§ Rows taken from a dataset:
-----

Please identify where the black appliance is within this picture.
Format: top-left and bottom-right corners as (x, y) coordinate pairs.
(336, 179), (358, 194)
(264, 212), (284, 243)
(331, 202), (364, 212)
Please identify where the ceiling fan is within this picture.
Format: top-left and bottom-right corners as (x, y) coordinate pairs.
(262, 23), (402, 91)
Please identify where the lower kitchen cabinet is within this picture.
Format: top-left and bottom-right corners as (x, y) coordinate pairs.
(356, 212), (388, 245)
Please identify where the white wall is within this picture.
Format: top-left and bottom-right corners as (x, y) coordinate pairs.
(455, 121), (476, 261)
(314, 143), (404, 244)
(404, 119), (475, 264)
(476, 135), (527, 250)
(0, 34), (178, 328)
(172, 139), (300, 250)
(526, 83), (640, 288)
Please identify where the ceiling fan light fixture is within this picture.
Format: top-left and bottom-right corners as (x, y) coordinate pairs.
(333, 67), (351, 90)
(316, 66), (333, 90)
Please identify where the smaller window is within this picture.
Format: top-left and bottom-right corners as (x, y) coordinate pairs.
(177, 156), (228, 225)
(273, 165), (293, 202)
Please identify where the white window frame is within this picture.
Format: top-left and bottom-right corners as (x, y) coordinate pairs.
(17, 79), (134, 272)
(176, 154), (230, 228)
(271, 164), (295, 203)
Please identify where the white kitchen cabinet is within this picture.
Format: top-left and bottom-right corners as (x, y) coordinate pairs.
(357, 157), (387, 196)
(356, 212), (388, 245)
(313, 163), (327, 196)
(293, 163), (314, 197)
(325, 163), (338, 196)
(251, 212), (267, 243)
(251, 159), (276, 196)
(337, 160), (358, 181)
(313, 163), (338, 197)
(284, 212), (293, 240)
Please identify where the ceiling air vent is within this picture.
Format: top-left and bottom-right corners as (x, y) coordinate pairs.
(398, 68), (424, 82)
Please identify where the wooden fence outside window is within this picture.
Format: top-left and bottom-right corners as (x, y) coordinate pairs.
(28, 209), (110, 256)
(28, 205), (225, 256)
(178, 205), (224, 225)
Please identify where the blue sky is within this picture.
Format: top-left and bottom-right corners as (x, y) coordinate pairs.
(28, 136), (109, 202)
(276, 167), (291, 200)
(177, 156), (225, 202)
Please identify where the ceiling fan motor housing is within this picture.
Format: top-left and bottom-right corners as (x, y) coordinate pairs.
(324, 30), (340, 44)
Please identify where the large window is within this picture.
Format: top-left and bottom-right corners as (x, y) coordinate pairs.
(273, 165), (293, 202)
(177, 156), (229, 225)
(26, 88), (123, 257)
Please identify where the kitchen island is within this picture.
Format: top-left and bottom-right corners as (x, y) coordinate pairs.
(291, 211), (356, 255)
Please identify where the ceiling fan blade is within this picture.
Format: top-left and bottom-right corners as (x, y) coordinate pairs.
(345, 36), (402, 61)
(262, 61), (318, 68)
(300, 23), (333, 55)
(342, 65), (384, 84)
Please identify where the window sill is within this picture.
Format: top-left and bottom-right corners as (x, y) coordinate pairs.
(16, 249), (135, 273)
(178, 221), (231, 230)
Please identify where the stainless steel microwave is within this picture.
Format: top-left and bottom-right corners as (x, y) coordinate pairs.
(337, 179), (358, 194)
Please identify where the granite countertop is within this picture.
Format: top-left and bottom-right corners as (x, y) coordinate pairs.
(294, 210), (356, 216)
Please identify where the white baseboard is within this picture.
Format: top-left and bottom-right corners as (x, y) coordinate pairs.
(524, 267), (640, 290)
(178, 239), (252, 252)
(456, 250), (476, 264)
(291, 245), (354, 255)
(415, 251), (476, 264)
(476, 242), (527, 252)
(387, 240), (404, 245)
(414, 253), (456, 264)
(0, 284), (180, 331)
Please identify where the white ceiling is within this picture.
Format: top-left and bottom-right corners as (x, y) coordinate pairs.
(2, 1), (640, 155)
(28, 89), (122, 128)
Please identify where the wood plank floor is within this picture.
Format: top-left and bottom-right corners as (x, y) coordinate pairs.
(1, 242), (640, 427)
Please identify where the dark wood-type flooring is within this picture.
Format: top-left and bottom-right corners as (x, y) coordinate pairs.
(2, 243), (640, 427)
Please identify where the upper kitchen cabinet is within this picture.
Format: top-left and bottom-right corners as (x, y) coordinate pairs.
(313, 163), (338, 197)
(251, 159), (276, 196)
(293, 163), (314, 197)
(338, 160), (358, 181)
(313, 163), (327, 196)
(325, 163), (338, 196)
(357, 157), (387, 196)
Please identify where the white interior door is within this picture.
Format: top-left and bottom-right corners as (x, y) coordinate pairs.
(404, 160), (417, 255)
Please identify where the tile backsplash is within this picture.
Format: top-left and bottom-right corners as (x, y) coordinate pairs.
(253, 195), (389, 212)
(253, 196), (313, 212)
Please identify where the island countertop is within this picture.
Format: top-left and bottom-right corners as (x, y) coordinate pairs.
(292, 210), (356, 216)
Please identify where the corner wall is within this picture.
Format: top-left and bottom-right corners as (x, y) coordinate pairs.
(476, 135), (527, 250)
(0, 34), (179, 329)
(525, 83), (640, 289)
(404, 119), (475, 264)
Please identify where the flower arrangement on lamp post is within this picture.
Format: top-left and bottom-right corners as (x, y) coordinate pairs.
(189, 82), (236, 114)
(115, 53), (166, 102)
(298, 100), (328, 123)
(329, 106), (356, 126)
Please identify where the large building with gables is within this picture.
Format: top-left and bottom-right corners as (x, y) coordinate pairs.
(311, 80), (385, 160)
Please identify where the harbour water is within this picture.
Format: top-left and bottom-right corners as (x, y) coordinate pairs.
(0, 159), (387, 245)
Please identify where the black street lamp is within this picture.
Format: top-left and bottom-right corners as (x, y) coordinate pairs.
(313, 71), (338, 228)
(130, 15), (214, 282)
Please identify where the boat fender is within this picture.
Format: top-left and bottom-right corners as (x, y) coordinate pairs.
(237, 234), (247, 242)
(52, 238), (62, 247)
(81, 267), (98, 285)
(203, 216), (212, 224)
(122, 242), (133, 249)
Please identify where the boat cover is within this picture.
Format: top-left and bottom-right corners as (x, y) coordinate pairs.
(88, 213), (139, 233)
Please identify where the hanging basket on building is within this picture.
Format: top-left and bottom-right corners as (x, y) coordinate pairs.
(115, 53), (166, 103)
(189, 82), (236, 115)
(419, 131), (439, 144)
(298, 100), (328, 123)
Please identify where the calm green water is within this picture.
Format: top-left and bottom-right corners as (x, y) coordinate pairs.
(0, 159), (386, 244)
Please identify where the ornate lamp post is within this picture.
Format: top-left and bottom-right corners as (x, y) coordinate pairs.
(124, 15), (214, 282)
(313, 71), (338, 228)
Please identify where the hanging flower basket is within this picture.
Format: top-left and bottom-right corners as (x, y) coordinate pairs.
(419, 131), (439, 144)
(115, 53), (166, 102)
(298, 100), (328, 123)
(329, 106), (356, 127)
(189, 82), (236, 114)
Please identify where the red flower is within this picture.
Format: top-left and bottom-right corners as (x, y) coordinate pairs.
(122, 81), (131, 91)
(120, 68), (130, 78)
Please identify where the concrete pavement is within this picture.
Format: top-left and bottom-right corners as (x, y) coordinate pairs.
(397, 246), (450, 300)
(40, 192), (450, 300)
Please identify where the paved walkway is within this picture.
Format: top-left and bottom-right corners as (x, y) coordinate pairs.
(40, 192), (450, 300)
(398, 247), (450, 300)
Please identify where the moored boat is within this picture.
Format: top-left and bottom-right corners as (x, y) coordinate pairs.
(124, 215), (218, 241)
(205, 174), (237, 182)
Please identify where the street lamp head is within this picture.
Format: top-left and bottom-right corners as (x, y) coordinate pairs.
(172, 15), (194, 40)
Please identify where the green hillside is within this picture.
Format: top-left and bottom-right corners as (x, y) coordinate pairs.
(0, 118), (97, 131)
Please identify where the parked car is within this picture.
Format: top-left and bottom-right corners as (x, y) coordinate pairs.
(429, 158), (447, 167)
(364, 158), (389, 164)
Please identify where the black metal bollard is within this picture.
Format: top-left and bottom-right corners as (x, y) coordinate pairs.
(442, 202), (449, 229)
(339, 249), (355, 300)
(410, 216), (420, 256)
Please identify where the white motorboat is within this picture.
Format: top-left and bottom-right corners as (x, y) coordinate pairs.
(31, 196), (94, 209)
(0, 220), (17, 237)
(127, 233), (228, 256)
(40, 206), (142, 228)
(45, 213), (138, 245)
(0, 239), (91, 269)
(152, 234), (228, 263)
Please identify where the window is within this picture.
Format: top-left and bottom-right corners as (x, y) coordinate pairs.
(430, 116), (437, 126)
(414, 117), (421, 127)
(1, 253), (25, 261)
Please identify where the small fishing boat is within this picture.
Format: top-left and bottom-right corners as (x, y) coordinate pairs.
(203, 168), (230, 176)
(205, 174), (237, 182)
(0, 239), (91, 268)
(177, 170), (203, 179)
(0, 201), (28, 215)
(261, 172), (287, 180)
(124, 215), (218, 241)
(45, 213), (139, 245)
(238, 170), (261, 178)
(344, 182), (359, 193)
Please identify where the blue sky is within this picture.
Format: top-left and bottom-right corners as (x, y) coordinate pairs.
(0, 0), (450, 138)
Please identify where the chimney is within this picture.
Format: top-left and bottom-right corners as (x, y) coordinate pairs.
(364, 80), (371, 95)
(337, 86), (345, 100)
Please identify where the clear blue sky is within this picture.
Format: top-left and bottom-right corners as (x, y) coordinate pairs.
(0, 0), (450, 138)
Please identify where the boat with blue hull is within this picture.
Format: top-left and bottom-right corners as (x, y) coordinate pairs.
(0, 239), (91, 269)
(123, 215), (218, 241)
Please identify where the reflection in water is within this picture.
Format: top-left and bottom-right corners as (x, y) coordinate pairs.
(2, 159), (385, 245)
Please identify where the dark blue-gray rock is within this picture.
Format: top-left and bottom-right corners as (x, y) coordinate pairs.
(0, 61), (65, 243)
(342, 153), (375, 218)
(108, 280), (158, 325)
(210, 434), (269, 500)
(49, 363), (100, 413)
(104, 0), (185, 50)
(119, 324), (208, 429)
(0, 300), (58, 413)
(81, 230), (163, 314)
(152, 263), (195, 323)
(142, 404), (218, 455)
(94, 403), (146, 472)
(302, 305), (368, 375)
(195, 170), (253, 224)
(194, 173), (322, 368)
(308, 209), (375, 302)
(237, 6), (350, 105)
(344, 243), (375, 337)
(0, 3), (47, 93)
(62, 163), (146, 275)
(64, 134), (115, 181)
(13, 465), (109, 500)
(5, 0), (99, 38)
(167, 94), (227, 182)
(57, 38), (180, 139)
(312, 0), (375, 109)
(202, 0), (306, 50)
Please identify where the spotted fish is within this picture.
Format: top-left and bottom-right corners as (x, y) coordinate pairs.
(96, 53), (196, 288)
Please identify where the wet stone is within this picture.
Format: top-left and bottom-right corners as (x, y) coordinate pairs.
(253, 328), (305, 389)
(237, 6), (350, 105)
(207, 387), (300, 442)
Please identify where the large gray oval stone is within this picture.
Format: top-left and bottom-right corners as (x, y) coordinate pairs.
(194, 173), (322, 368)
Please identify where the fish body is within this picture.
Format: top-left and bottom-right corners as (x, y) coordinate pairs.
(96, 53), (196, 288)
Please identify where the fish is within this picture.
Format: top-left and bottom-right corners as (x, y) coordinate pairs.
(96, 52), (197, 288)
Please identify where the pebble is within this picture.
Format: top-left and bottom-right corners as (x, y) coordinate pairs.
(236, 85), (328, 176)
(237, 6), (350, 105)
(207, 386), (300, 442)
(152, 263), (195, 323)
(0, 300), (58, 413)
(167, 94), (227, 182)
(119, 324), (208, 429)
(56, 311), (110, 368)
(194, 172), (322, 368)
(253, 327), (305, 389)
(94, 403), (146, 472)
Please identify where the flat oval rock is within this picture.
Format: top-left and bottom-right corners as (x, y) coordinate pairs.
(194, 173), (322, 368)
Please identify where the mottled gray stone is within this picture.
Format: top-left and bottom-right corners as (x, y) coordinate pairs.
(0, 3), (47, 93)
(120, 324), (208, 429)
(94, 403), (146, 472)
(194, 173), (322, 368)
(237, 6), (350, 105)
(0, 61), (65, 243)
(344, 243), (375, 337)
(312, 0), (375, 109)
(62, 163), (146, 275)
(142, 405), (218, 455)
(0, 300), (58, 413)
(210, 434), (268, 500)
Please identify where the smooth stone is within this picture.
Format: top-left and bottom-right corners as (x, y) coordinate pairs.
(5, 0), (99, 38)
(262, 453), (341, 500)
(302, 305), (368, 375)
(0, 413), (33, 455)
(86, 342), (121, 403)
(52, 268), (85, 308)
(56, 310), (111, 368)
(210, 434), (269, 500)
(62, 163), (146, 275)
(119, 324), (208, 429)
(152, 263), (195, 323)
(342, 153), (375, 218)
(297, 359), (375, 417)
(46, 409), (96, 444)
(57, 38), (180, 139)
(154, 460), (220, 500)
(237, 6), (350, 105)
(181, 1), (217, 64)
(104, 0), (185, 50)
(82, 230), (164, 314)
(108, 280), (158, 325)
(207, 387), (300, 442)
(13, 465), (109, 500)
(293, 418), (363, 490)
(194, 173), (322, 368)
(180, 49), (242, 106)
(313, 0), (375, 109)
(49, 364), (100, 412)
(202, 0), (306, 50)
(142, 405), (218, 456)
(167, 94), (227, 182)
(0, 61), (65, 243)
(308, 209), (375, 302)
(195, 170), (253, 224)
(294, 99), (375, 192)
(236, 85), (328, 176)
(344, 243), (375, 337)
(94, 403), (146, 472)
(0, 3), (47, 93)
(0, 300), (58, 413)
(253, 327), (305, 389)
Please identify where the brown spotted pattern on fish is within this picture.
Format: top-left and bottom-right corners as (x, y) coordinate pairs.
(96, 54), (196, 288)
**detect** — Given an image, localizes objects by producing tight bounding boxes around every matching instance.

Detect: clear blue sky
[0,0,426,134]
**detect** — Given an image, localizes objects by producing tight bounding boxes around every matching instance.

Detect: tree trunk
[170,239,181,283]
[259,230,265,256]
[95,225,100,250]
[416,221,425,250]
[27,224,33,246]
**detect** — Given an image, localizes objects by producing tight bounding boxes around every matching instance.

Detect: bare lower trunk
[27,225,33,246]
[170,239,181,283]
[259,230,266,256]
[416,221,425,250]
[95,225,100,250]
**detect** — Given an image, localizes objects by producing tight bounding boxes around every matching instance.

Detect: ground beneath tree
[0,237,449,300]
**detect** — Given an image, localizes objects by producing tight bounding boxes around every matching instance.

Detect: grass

-----

§ EXERCISE OBJECTIVE:
Render as a numbered list the portion of the material that opens with the line containing "Please identify where the white baseboard" and closes with the line containing "(476, 242), (527, 252)", including both of those lines and omitting any blank lines.

§ OUTPUT BELOW:
1. Please identify where the white baseboard is within this picture.
2. Format: top-left and bottom-right corners as (x, y) coordinate pairs.
3. (524, 267), (640, 290)
4. (178, 239), (252, 252)
5. (456, 250), (476, 264)
6. (291, 245), (354, 255)
7. (415, 251), (476, 264)
8. (476, 242), (527, 252)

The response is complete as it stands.